### Recorded data
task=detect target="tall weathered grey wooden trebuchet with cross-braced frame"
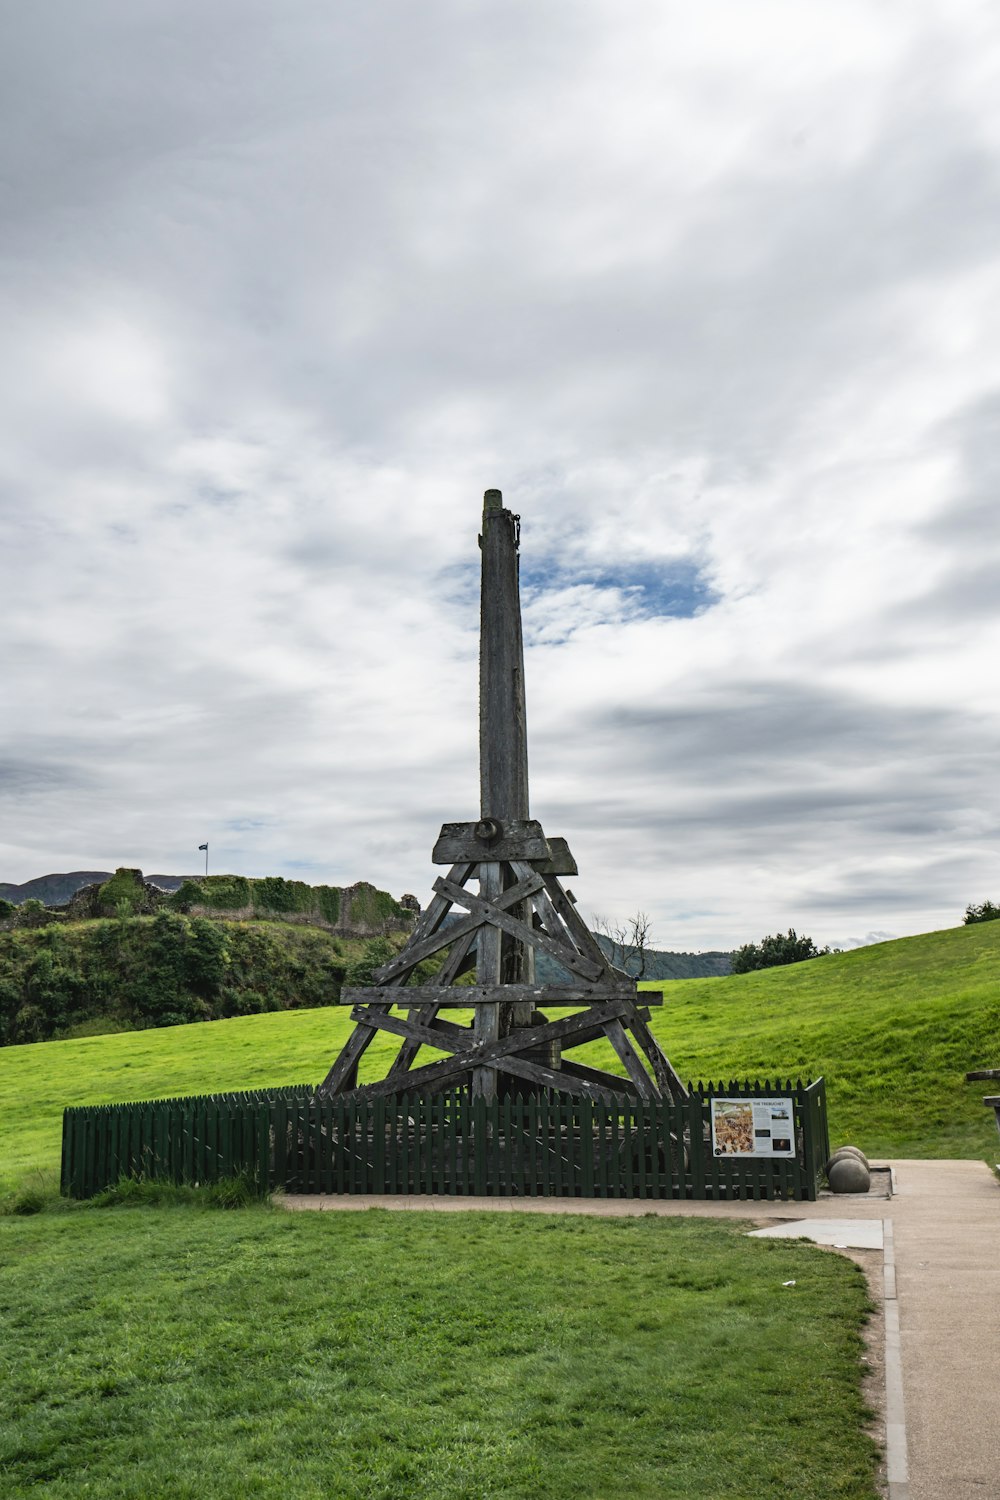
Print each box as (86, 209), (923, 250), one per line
(318, 489), (687, 1103)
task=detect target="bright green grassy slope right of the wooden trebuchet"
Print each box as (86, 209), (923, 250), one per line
(641, 921), (1000, 1163)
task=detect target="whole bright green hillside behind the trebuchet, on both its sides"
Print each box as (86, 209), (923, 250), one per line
(0, 923), (1000, 1194)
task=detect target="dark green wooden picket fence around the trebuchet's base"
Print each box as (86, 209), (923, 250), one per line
(61, 1079), (829, 1200)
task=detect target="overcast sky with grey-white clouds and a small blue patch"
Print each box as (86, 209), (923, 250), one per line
(0, 0), (1000, 950)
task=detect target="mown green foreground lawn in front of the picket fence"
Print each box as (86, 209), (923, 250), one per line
(0, 1208), (876, 1500)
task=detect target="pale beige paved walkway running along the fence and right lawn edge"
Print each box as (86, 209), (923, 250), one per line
(286, 1161), (1000, 1500)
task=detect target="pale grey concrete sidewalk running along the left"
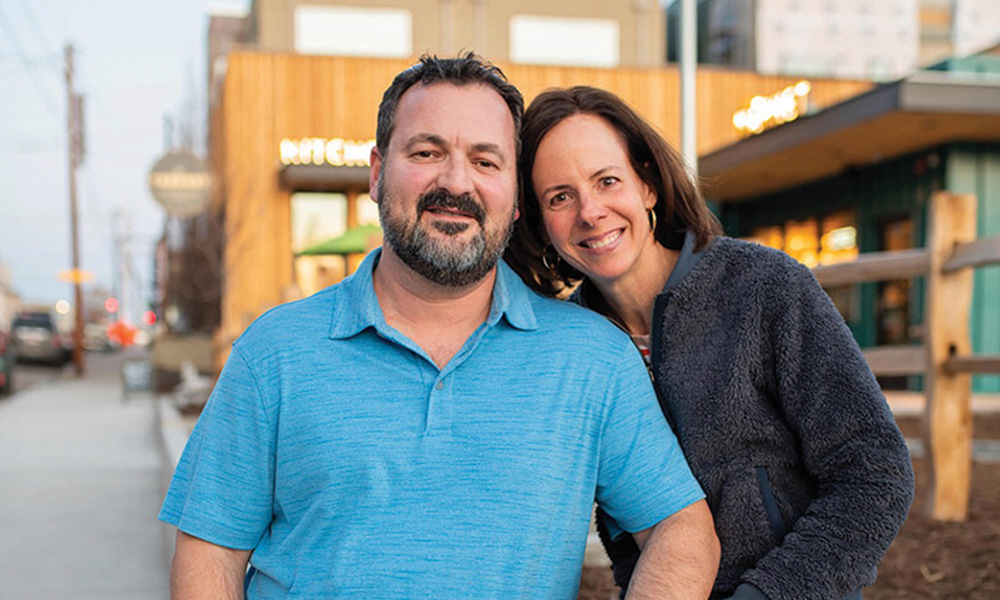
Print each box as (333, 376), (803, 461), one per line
(0, 354), (168, 600)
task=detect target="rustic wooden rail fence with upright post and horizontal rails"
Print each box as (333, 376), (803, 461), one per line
(813, 192), (1000, 521)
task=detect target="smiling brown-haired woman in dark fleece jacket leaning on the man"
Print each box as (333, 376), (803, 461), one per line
(507, 87), (913, 600)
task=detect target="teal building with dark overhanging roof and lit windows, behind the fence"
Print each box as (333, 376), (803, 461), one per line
(700, 47), (1000, 392)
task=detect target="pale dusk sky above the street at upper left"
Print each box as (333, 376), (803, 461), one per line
(0, 0), (249, 310)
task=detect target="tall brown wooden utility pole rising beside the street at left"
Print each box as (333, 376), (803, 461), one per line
(66, 44), (83, 377)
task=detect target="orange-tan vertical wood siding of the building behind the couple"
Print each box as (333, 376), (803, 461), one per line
(211, 52), (871, 361)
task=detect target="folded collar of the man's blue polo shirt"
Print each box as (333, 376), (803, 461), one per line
(330, 248), (538, 339)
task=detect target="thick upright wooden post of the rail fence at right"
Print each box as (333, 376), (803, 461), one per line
(924, 192), (977, 521)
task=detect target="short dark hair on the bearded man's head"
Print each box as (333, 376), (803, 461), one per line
(375, 52), (524, 157)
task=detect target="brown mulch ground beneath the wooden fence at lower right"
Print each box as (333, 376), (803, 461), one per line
(579, 414), (1000, 600)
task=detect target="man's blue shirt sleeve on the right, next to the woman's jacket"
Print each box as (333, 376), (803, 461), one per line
(597, 340), (705, 533)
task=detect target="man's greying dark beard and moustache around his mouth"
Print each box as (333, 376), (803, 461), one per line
(378, 173), (516, 287)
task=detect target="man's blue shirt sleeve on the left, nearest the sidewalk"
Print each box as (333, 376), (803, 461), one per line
(159, 346), (275, 550)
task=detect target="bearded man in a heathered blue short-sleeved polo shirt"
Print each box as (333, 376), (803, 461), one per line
(160, 54), (719, 600)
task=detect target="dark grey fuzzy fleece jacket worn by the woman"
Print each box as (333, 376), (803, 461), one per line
(577, 236), (913, 600)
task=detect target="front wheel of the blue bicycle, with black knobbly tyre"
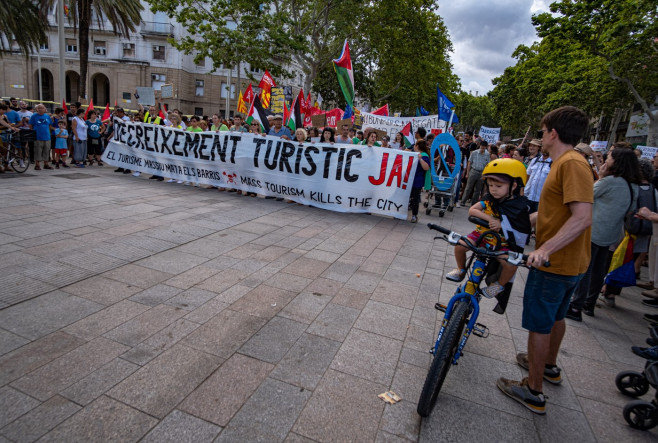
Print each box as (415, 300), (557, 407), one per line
(416, 301), (469, 417)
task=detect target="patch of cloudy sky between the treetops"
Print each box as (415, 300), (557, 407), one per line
(438, 0), (552, 94)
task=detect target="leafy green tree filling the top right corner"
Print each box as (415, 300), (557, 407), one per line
(533, 0), (658, 146)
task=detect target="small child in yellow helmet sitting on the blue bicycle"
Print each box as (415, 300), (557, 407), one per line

### Instructions for the task
Look above for the line with "in a heathered" and the line with "wheel of the". Retype those two lines and every line between them exactly, adding nothing.

### Solution to the problem
task=detect target="bearded man in a heathered blue short-sleeved polo shirt"
Print each box as (333, 376), (803, 461), one per line
(160, 54), (719, 600)
task=detect target="dark grey fuzzy fleece jacket worn by the woman"
Print each box as (333, 376), (803, 461), one per line
(577, 236), (913, 600)
task=detect target="front wheel of the blue bicycle, with black knobbly tyre"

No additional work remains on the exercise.